WORK ORDER: Copy out each item below word for word, changing nothing and leaving nothing out.

DATASET RECORDS:
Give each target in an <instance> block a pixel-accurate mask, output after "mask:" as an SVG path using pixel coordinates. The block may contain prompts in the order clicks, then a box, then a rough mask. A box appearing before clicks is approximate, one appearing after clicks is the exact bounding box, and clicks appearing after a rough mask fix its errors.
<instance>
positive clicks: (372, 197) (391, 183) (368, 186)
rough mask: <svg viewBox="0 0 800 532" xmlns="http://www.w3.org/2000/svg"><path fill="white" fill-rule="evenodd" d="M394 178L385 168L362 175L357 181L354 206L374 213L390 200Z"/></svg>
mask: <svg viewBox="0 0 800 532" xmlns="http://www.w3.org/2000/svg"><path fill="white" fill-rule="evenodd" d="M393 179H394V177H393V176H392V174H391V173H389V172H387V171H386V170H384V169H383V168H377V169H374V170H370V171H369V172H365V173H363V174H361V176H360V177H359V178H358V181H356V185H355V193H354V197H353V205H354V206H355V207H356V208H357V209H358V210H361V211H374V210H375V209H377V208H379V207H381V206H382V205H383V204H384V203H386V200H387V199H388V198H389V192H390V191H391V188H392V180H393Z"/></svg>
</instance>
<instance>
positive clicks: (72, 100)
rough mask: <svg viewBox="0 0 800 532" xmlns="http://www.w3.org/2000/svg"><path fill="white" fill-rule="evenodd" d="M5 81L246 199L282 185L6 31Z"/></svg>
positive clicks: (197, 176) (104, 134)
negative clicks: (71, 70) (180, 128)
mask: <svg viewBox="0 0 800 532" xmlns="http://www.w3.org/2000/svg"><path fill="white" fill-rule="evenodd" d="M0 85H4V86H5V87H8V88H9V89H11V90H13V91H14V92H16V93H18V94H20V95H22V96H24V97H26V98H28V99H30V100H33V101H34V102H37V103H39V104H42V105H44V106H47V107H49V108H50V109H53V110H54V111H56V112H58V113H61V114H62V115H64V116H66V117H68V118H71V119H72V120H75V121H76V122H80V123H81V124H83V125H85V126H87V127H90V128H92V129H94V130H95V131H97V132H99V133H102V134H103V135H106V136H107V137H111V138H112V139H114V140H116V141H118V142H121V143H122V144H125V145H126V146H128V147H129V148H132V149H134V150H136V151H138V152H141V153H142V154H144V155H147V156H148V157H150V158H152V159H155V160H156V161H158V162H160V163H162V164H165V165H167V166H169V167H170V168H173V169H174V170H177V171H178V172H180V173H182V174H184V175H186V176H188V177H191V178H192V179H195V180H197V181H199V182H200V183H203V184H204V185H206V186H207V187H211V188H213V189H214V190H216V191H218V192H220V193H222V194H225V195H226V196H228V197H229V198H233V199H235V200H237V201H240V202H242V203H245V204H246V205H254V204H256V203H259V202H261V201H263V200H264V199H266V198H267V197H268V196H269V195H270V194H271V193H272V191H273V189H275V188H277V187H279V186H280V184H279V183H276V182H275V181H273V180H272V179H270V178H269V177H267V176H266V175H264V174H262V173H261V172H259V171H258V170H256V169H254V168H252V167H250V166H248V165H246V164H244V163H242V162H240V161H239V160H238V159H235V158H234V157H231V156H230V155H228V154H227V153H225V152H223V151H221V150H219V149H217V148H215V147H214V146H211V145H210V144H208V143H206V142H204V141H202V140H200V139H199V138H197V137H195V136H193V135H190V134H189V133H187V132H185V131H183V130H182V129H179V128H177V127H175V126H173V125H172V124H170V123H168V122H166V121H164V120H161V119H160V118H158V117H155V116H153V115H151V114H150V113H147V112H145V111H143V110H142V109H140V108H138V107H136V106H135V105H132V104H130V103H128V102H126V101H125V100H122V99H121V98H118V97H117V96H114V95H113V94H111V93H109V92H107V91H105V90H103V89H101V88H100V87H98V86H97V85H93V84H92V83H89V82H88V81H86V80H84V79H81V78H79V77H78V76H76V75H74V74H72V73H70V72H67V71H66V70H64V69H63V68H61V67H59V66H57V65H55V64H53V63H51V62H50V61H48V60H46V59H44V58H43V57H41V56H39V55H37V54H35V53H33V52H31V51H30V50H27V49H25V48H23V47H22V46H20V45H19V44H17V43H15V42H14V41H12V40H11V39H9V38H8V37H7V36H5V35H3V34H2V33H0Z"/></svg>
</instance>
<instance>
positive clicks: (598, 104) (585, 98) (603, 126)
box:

ANSWER TO THE PROBLEM:
Give each target in an <instance> block a pixel-accurate mask, output after "mask:" as an SVG path using pixel coordinates. The block may contain prompts in the order clicks, then a box, then a rough mask. A box appearing before clicks is approximate, one appearing after clicks is the exact bounding box, and clicks appearing after a rough mask fix its errors.
<instance>
positive clicks: (372, 197) (391, 183) (368, 186)
rough mask: <svg viewBox="0 0 800 532" xmlns="http://www.w3.org/2000/svg"><path fill="white" fill-rule="evenodd" d="M394 178L385 168L362 175L357 181L354 206L374 213L390 200Z"/></svg>
mask: <svg viewBox="0 0 800 532" xmlns="http://www.w3.org/2000/svg"><path fill="white" fill-rule="evenodd" d="M393 179H394V177H393V176H392V174H391V173H389V172H387V171H386V170H384V169H383V168H377V169H374V170H370V171H369V172H365V173H363V174H361V176H360V177H359V178H358V181H356V185H355V193H354V197H353V205H354V206H355V207H356V208H357V209H358V210H361V211H374V210H375V209H377V208H379V207H381V206H382V205H383V204H384V203H386V200H387V199H388V198H389V192H390V191H391V188H392V180H393Z"/></svg>
</instance>
<instance>
positive clicks: (72, 100)
rough mask: <svg viewBox="0 0 800 532" xmlns="http://www.w3.org/2000/svg"><path fill="white" fill-rule="evenodd" d="M5 81L246 199L282 185L6 31Z"/></svg>
positive clicks: (197, 176) (104, 134)
negative clicks: (71, 70) (180, 128)
mask: <svg viewBox="0 0 800 532" xmlns="http://www.w3.org/2000/svg"><path fill="white" fill-rule="evenodd" d="M0 85H4V86H5V87H8V88H9V89H11V90H13V91H14V92H16V93H18V94H20V95H22V96H24V97H26V98H28V99H30V100H33V101H34V102H37V103H39V104H42V105H44V106H47V107H49V108H50V109H53V110H54V111H56V112H58V113H61V114H62V115H64V116H66V117H68V118H71V119H72V120H75V121H76V122H80V123H81V124H83V125H85V126H87V127H90V128H92V129H94V130H95V131H97V132H99V133H102V134H103V135H106V136H107V137H111V138H112V139H114V140H116V141H118V142H121V143H122V144H125V145H126V146H128V147H129V148H132V149H134V150H136V151H138V152H141V153H142V154H144V155H147V156H148V157H150V158H152V159H155V160H156V161H158V162H160V163H162V164H165V165H167V166H169V167H170V168H173V169H174V170H177V171H178V172H180V173H182V174H184V175H186V176H188V177H191V178H192V179H195V180H197V181H199V182H200V183H203V184H204V185H206V186H207V187H211V188H213V189H214V190H216V191H218V192H220V193H222V194H225V195H226V196H228V197H229V198H233V199H235V200H237V201H240V202H242V203H245V204H246V205H254V204H256V203H259V202H261V201H263V200H264V199H266V198H267V197H268V196H269V195H270V194H271V193H272V191H273V189H275V188H277V187H279V186H280V184H279V183H276V182H275V181H273V180H272V179H270V178H269V177H267V176H266V175H264V174H262V173H261V172H259V171H258V170H256V169H254V168H252V167H250V166H248V165H246V164H244V163H242V162H240V161H239V160H238V159H235V158H234V157H231V156H230V155H228V154H227V153H225V152H223V151H221V150H219V149H217V148H215V147H214V146H211V145H210V144H208V143H206V142H204V141H202V140H200V139H199V138H197V137H195V136H193V135H190V134H189V133H187V132H185V131H183V130H182V129H179V128H177V127H175V126H173V125H172V124H170V123H168V122H166V121H164V120H161V119H160V118H158V117H155V116H153V115H151V114H150V113H147V112H145V111H143V110H142V109H140V108H138V107H136V106H135V105H132V104H130V103H128V102H126V101H125V100H122V99H121V98H118V97H117V96H114V95H113V94H111V93H109V92H107V91H105V90H103V89H101V88H100V87H98V86H97V85H93V84H92V83H89V82H88V81H86V80H84V79H81V78H79V77H78V76H76V75H74V74H72V73H70V72H67V71H66V70H64V69H63V68H61V67H59V66H57V65H55V64H53V63H51V62H50V61H48V60H46V59H44V58H43V57H41V56H39V55H37V54H35V53H33V52H31V51H30V50H27V49H25V48H23V47H22V46H20V45H19V44H17V43H15V42H14V41H12V40H11V39H9V38H8V37H7V36H5V35H3V34H2V33H0Z"/></svg>
</instance>
<instance>
positive clicks: (598, 104) (585, 98) (603, 126)
box:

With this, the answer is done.